▸ PAGE TEXT:
==============================
For the three months ended September 30, 2013, the Company recorded $0.4 million in dividend expense related to the Series A Preferred Stock. The activity related to the Series A Preferred Stock for the three months ended September 30, 2013, is as follows:
 
Number of shares
 
Amount
 
(In thousands, except share amounts)
Fiscal year opening balance
19,239,734

 
$
23,502

PIK dividends issued for Series A Preferred Stock
504,183

 
617

Total Series A Preferred Stock
19,743,917

 
$
24,119


Note 8 - Stockholders' Equity
Treasury Stock
On September 24, 2012, the Company announced that its Board had approved a stock repurchase program authorizing the Company to repurchase up to a total value of $2.0 million in shares of its common stock. The size and timing of such purchases will be based on market and business conditions as well as other factors. The Company is not obligated to purchase any shares of its common stock. The authorization will expire on August 21, 2014, and purchases under the program can be discontinued at any time. During November 2012, the Company repurchased 149,539 shares pursuant to this program. As of September 30, 2013, $1.9 million in shares of common stock remained authorized for repurchase under this program.
==============================
▸ SET PROBLEM 1:
In the filing excerpt, what will the size and timing of share purchases under the repurchase program depend on? Answer in one to three sentences.
▸ SET PROBLEM 2:
Please resume the filing excerpt on stockholders' equity from the point where it stops.
==============================
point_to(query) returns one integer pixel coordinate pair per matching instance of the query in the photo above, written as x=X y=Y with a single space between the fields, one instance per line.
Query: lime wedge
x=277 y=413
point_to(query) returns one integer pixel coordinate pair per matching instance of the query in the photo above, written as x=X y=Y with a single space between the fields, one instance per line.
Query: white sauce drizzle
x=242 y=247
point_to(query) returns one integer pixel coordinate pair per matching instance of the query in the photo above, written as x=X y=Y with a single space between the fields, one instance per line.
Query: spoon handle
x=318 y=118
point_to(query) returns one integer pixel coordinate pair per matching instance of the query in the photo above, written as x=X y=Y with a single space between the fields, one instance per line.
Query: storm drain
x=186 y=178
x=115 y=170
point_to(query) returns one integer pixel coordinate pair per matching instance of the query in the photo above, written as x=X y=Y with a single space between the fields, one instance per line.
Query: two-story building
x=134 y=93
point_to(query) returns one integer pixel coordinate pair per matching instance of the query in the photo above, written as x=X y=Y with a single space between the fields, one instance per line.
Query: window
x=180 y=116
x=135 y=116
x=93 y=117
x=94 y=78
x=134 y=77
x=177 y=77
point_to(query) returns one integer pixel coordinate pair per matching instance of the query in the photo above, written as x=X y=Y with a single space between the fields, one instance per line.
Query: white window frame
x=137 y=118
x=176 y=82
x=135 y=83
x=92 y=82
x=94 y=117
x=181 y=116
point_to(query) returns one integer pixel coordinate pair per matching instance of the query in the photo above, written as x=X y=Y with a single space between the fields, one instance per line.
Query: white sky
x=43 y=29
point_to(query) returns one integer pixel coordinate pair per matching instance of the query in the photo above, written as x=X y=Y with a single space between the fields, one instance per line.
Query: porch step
==============================
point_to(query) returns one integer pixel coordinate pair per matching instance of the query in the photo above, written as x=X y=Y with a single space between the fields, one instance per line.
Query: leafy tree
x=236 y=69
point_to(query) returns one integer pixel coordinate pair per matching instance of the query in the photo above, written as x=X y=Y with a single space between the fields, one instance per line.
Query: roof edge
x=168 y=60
==============================
▸ FINAL ANSWER 1:
The size and timing of purchases under the stock repurchase program will depend on market and business conditions, along with other factors.

▸ FINAL ANSWER 2:
On January 14, 2013, the Company entered into a Collateral Purchase Agreement (the "Collateral Agreement") with Sopak AG, a Swiss subsidiary of Glencore International plc ("Sopak"), pursuant to which the Company agreed to purchase: (i) 9,264,637 shares of the Company's common stock, (ii) a warrant granting Sopak the right to purchase from the Company an additional 4,347,826 shares of common stock, and (iii) a Registration Rights Agreement, dated as of June 29, 2009, and amended as of October 14, 2009, and June 23, 2010, between the Company, Young Energy Prize S.A., a Luxembourg corporation ("YEP"), and ECP Fund, SICAV-FIS, a Luxembourg corporation ("ECP"), which is a subsidiary of Yamalco Investments Limited, a Cyprus company ("Yamalco"), for a purchase price of $10.0 million. The Company accounted for the Collateral Agreement by allocating the purchase price of $10.0 million to the fair value of the warrant, which was estimated at $0.8 million, and the remaining $9.2 million to the purchase of the 9,264,637 shares of common stock, resulting in a value per share of $0.993 (refer below) for the shares of common stock purchased. The Collateral Agreement was subsequently amended on January 15, 2013, and completed on January 16, 2013. YEP, ECP, and Yamalco are entities affiliated with Nikolay V. Bogachev, a former director of the Company.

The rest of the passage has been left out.